Tally the lines in the listing below that contain the string "beige", matching case exactly, and reply with the number alone.

════════

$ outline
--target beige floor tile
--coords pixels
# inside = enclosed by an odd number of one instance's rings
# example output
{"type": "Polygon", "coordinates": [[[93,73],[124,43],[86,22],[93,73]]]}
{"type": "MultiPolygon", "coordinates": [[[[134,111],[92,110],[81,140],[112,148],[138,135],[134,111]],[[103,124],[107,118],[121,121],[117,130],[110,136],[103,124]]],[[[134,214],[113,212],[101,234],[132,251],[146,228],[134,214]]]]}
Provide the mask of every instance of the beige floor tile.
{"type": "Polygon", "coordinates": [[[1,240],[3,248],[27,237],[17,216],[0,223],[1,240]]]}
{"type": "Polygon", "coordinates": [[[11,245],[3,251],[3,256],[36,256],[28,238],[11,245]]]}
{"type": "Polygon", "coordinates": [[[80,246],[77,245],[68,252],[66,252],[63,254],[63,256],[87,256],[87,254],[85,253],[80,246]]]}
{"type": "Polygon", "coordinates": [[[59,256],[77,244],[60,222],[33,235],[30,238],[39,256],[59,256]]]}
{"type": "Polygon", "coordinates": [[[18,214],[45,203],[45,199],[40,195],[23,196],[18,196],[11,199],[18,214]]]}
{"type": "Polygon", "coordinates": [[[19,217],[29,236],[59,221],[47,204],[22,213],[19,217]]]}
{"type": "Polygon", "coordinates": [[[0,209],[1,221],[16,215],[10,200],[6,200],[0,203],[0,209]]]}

════════

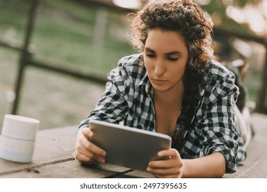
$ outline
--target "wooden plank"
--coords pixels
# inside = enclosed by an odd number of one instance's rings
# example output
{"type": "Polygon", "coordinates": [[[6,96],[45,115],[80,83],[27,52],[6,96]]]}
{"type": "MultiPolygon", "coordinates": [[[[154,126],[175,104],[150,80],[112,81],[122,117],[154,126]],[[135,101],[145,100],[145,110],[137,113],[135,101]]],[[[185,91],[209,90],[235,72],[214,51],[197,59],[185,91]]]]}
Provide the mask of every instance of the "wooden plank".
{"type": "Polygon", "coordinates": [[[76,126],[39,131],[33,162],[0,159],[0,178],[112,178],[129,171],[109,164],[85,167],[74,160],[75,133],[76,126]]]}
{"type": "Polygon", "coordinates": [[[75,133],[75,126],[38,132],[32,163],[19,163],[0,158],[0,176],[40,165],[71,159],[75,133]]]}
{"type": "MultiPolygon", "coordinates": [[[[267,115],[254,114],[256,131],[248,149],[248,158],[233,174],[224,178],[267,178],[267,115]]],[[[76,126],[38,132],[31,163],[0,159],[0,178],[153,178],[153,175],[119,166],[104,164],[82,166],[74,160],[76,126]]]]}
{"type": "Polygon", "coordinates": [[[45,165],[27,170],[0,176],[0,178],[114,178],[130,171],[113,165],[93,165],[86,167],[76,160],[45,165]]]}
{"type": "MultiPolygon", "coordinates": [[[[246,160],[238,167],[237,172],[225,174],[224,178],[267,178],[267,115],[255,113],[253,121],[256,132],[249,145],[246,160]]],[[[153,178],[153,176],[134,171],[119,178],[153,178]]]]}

════════

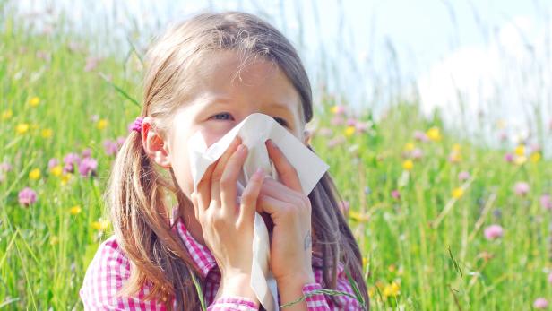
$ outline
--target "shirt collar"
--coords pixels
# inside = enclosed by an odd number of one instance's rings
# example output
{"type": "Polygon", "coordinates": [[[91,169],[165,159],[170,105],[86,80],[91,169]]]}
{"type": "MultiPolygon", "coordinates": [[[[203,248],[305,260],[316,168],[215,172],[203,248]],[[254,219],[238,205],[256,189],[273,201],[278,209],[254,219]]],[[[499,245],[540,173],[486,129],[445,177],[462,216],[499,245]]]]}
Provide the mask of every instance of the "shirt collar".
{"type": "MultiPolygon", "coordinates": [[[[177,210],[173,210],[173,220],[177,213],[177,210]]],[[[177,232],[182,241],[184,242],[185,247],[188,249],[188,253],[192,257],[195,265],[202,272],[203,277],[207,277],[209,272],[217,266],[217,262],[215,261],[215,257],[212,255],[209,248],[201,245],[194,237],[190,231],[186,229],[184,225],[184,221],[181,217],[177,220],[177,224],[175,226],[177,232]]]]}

════════

— ANSWER FOR THE TASK —
2